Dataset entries
-=-=-=-=-
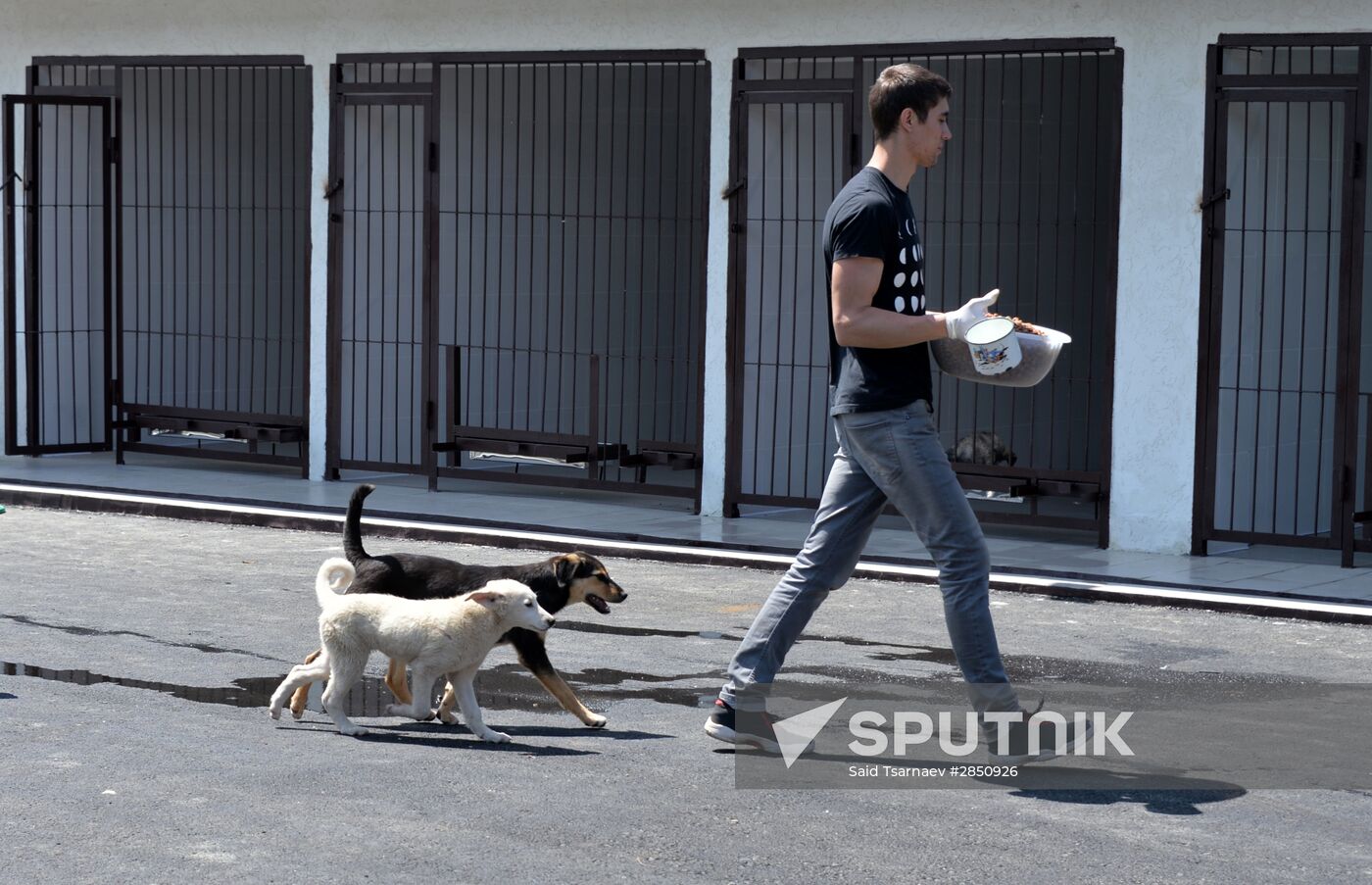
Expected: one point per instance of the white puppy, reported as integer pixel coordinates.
(434, 637)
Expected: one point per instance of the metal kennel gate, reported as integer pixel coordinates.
(1283, 445)
(199, 260)
(517, 267)
(58, 199)
(1024, 199)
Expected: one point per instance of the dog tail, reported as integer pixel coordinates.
(353, 524)
(333, 578)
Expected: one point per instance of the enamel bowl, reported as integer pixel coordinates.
(1038, 356)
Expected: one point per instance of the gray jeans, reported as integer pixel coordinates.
(885, 456)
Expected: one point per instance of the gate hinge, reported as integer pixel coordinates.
(1214, 198)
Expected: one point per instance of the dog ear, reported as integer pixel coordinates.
(565, 568)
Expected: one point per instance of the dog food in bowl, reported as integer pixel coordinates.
(1039, 349)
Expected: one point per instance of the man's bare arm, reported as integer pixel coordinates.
(858, 324)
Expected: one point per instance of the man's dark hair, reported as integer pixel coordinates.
(901, 86)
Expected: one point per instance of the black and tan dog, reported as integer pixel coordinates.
(558, 583)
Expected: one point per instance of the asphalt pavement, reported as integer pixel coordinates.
(134, 744)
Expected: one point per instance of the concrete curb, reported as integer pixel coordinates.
(388, 524)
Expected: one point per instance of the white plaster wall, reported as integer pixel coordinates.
(1163, 116)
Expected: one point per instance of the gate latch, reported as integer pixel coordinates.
(1214, 198)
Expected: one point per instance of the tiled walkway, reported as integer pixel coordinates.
(1018, 556)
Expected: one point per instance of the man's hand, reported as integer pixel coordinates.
(964, 318)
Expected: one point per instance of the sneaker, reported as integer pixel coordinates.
(1018, 740)
(722, 726)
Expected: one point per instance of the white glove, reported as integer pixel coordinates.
(964, 318)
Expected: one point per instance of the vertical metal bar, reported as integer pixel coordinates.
(1282, 313)
(10, 364)
(1238, 376)
(1262, 304)
(500, 270)
(736, 299)
(333, 343)
(600, 432)
(1350, 319)
(594, 418)
(1324, 364)
(31, 332)
(1305, 295)
(1111, 239)
(66, 169)
(428, 288)
(1355, 288)
(110, 133)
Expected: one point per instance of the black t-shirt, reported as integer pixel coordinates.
(873, 219)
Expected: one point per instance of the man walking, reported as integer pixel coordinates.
(882, 414)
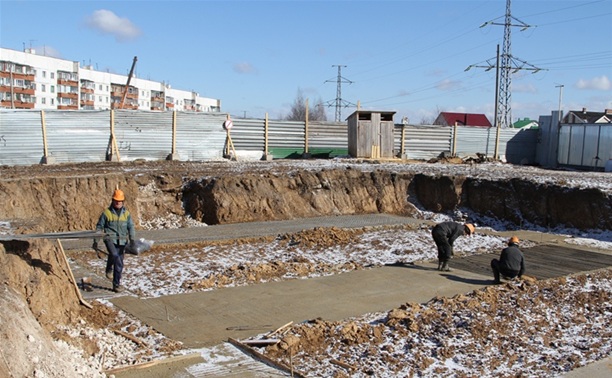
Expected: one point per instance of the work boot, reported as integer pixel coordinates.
(445, 267)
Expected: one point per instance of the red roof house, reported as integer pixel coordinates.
(462, 119)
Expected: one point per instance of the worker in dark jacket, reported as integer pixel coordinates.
(116, 222)
(511, 263)
(444, 235)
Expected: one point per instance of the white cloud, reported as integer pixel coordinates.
(107, 22)
(448, 85)
(524, 88)
(244, 67)
(47, 51)
(600, 83)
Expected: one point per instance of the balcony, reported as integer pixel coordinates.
(26, 77)
(68, 107)
(17, 90)
(18, 105)
(68, 83)
(71, 95)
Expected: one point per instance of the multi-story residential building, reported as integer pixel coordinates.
(30, 81)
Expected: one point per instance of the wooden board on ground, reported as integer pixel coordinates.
(541, 262)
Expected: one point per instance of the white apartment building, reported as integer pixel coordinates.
(30, 81)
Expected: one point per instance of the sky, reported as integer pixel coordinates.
(407, 56)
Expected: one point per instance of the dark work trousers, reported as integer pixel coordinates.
(445, 250)
(114, 262)
(498, 269)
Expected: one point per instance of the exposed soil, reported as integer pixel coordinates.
(41, 303)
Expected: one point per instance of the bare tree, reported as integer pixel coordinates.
(298, 109)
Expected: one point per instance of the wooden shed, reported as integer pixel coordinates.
(370, 134)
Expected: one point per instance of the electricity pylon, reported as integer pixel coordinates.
(339, 103)
(509, 65)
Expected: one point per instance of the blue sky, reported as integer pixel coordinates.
(406, 56)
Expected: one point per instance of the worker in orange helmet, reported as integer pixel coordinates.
(116, 222)
(444, 235)
(511, 263)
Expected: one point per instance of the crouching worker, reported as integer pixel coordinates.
(511, 263)
(444, 235)
(116, 222)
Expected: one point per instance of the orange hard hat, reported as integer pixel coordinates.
(470, 227)
(118, 195)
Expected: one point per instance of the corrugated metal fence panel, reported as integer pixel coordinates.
(77, 136)
(328, 135)
(248, 134)
(286, 134)
(473, 140)
(143, 135)
(585, 145)
(200, 136)
(21, 141)
(519, 146)
(423, 142)
(605, 144)
(327, 139)
(563, 146)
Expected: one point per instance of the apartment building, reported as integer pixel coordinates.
(30, 81)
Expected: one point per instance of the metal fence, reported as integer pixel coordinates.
(32, 136)
(588, 145)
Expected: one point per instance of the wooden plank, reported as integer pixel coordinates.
(541, 262)
(74, 283)
(153, 363)
(263, 358)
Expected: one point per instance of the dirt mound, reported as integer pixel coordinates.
(36, 269)
(488, 331)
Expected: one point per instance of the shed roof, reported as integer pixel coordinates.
(463, 119)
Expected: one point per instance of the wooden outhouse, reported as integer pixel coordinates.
(370, 134)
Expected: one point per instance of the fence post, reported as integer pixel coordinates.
(496, 154)
(306, 154)
(113, 155)
(172, 155)
(267, 156)
(454, 146)
(45, 159)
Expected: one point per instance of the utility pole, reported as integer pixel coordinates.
(509, 65)
(560, 86)
(339, 103)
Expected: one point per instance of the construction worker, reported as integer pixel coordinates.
(444, 235)
(511, 263)
(116, 222)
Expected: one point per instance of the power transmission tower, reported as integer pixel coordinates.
(339, 103)
(509, 65)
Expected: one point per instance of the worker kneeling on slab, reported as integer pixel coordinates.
(511, 263)
(116, 222)
(444, 235)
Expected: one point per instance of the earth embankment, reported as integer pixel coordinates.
(69, 199)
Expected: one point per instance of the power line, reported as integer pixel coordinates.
(509, 65)
(338, 102)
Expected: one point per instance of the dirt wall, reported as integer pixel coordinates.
(37, 271)
(70, 203)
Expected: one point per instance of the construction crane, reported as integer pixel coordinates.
(127, 85)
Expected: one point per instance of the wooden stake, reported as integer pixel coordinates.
(76, 287)
(270, 334)
(153, 363)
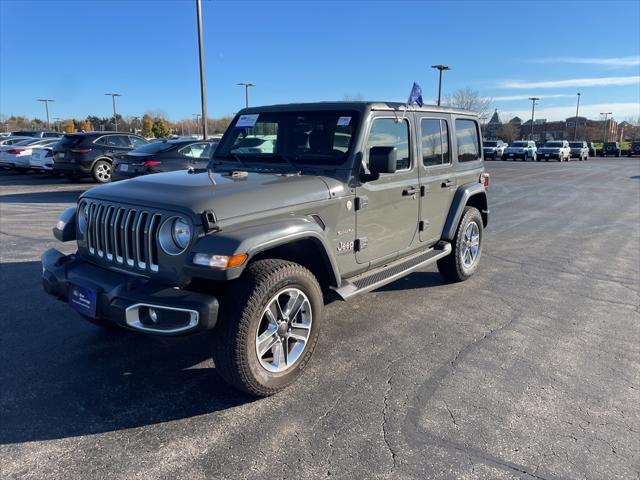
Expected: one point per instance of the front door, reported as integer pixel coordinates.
(437, 180)
(387, 208)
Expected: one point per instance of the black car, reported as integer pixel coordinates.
(611, 148)
(92, 153)
(164, 156)
(634, 149)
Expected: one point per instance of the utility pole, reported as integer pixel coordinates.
(203, 87)
(533, 111)
(605, 133)
(246, 92)
(46, 107)
(575, 126)
(440, 68)
(113, 100)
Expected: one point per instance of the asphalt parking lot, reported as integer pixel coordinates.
(531, 369)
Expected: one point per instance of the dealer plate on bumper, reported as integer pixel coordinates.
(83, 300)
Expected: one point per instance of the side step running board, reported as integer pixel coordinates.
(367, 281)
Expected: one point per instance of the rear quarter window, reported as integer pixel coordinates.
(468, 140)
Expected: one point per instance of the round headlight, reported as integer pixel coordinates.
(83, 216)
(174, 235)
(181, 233)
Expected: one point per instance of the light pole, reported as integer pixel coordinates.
(46, 107)
(440, 68)
(533, 111)
(203, 87)
(605, 133)
(246, 91)
(575, 127)
(113, 99)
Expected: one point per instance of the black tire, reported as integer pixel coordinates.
(451, 267)
(101, 171)
(241, 316)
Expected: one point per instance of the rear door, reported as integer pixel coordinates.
(437, 179)
(387, 208)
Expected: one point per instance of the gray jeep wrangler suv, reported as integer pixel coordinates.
(297, 201)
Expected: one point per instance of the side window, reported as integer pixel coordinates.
(137, 142)
(387, 132)
(467, 140)
(435, 142)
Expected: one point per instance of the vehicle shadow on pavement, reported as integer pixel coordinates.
(415, 280)
(63, 196)
(63, 377)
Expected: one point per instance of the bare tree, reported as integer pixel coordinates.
(468, 99)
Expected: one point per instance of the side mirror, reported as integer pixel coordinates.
(383, 160)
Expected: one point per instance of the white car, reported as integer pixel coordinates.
(558, 149)
(17, 155)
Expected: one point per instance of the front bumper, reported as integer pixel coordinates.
(126, 300)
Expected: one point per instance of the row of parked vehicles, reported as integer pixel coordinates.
(102, 156)
(561, 150)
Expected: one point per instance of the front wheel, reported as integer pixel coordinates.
(464, 258)
(268, 327)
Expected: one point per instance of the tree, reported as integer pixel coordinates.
(147, 126)
(468, 99)
(69, 126)
(160, 128)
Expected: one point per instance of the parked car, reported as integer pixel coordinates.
(611, 149)
(248, 252)
(555, 149)
(92, 153)
(42, 158)
(522, 149)
(16, 156)
(165, 156)
(634, 148)
(493, 149)
(579, 150)
(9, 140)
(37, 134)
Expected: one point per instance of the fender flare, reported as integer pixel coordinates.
(460, 200)
(255, 239)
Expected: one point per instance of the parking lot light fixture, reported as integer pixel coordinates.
(113, 100)
(440, 68)
(575, 126)
(203, 85)
(246, 92)
(46, 108)
(533, 111)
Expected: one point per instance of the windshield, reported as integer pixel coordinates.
(301, 137)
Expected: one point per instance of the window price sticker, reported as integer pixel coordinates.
(247, 121)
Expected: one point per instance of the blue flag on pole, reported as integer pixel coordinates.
(416, 95)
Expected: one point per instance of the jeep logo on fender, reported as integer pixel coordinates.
(345, 246)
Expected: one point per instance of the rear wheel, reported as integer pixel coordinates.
(464, 258)
(269, 326)
(101, 172)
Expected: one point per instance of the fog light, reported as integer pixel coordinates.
(219, 261)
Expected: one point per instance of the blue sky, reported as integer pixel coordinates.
(75, 51)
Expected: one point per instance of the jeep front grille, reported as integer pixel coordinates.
(123, 235)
-=-=-=-=-
## Exercise objective
The required result is an exact repetition of the lines from the one containing "Expected: one point per instance of the parked" through the last line of the data.

## Response
Expected: one point per instance of the parked car, reported as integer pixel coordinates.
(611, 149)
(248, 252)
(555, 149)
(92, 153)
(42, 158)
(522, 149)
(16, 156)
(165, 156)
(634, 148)
(493, 149)
(579, 150)
(9, 140)
(37, 134)
Expected: one point per instance of the fender flare, reported as integer pixel coordinates.
(460, 200)
(255, 239)
Expected: one point per instance of the parking lot light fixture, reported as integer pixel coordinates.
(113, 100)
(440, 68)
(575, 126)
(203, 85)
(246, 92)
(46, 108)
(533, 111)
Expected: one point per instance of the windshield, reported as integer pixel coordinates.
(301, 137)
Expected: one point per instance of the window price sticker, reported as integer pixel coordinates.
(247, 121)
Expected: one point per instance of the blue flag on pole, reported as integer pixel coordinates.
(416, 95)
Expected: one point per instance of the jeep logo on fender, reported as integer pixel coordinates.
(345, 246)
Expected: one point per instance of the rear wheel, reported as integer pixel coordinates.
(464, 258)
(269, 326)
(101, 172)
Expected: one point per instance of the fog light, reported as integer pixel coordinates.
(219, 261)
Expected: one point per instance of the blue sky, reported as integer pixel coordinates.
(75, 51)
Expected: one point per instance of the jeep front grille, reported as integer pixel coordinates.
(123, 235)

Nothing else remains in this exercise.